_SOURCE TEXT_

*****

BONITA SPRINGS — Three Southwest Florida senior living centers are facing small outbreaks of an as-yet undetermined illness.
Public health officials in Collier County confirmed the Department of Health is investigating two locations that reported sick residents in the past week.
A third center in Bonita Springs is on lockdown after several people fell ill this week.
"It is the time of year definitely where facilities — like assisted living, day-care, schools, anywhere people congregate together, start to see more outbreaks of a variety of illnesses," said Deb Millsap, spokeswoman for the Collier County Health Department.
Flu and noroviruses are two common diseases that flourish in winter. However, the public health departments haven't yet determined the cause of the outbreak and are awaiting lab results.
The Collier County Health Department doesn't disclose the names of centers that report outbreaks. But officials at the 134-unit Tuscany Villa in East Naples disclosed that is one of the two Naples-area locations.
"As with other senior living providers in the area, we can confirm that we have experienced an outbreak of a virus, beginning in late November, that has caused flu-like symptoms for some of our residents and employees," management wrote in a statement Wednesday. "We contacted the Collier County Health Department and the Agency for Health Care Administration immediately, and have taken prompt and aggressive measures to address this issue, including the temporary closing of both dining rooms with meal delivery to resident rooms, cancellation of resident group activities as well as deep cleaning and sanitization."
Management is encouraging Tuscany Villa residents to stay in their apartments until the outbreak passes.
The number of sick residents wasn't made public. However, health officials said it isn't as severe as the May outbreak at Bentley Village in North Naples, when flu-like symptoms struck 32 residents.
The name of the second senior center in Collier County wasn't released.
The Emeritus at Bonita Springs was on lockdown as of Tuesday, with residents asked to stay in their rooms, including for meals, after a reported outbreak of flu-like symptoms that began last week.
As of Wednesday, nine residents and two staff members were affected at the 148-apartment senior center, according to a written statement from Resident Care Director James Scobey.
"Our staff is educated in the correct protocols to minimize the spreading of this illness. Staff members who are affected are on sick leave. We are also following Health Department recommendations, such as limiting group and social activities, and family and friend visits," he added.
As did Millsap, Diane Holm of the Lee County Health Department downplayed the outbreaks.
"It really is not a major issue unless it's affecting a large percentage of their clients," she said of the Emeritus, "and it is not at this point by any means."

*****

Stored items:

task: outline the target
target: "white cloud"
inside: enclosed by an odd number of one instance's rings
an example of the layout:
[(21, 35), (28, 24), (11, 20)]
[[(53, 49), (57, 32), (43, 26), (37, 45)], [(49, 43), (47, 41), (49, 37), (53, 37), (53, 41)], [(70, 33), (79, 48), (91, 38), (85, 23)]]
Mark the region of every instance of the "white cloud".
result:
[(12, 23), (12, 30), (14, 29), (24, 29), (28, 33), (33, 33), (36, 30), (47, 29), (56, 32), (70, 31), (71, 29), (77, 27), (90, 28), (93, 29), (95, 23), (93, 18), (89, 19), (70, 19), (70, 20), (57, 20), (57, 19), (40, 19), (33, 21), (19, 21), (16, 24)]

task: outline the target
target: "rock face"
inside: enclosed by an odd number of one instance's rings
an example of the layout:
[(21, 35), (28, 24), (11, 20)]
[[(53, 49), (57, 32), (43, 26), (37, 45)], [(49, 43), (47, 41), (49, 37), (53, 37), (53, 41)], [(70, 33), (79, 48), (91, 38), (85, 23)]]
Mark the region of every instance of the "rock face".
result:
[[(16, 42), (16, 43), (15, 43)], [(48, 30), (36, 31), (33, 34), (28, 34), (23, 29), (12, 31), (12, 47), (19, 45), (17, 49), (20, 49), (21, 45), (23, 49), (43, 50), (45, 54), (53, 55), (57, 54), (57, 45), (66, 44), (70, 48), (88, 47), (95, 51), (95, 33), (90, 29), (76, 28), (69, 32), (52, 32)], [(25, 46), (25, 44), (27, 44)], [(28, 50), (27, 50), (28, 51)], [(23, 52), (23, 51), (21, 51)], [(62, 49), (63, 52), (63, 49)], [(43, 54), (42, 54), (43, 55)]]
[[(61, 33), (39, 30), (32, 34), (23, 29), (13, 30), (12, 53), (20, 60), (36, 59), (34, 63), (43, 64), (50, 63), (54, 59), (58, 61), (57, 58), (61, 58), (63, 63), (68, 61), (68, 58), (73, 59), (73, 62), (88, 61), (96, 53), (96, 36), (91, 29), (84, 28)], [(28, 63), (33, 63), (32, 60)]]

*****

_EXERCISES TO COMPLETE_
(A) From the outbreak article, reproduce the passage from "Management is encouraging" up to and including "Director James Scobey.".
(B) Condense the paragraph of the outbreak article that begins "As with other senior living providers in the area" into a bulleted list that keeps its main facts.
(C) List every senior living center that the outbreak article mentions by name.

_NUMBERED ANSWERS_
(A)
Management is encouraging Tuscany Villa residents to stay in their apartments until the outbreak passes.
The number of sick residents wasn't made public. However, health officials said it isn't as severe as the May outbreak at Bentley Village in North Naples, when flu-like symptoms struck 32 residents.
The name of the second senior center in Collier County wasn't released.
The Emeritus at Bonita Springs was on lockdown as of Tuesday, with residents asked to stay in their rooms, including for meals, after a reported outbreak of flu-like symptoms that began last week.
As of Wednesday, nine residents and two staff members were affected at the 148-apartment senior center, according to a written statement from Resident Care Director James Scobey.

(B)
- Tuscany Villa management said in a statement Wednesday that the center has had a virus outbreak since late November.
- The virus has caused flu-like symptoms for some residents and employees.
- Management immediately contacted the Collier County Health Department and the Agency for Health Care Administration.
- Its measures include:
  - temporarily closing both dining rooms and delivering meals to resident rooms
  - canceling resident group activities
  - deep cleaning and sanitization

(C)
- Tuscany Villa
- Bentley Village
- The Emeritus at Bonita Springs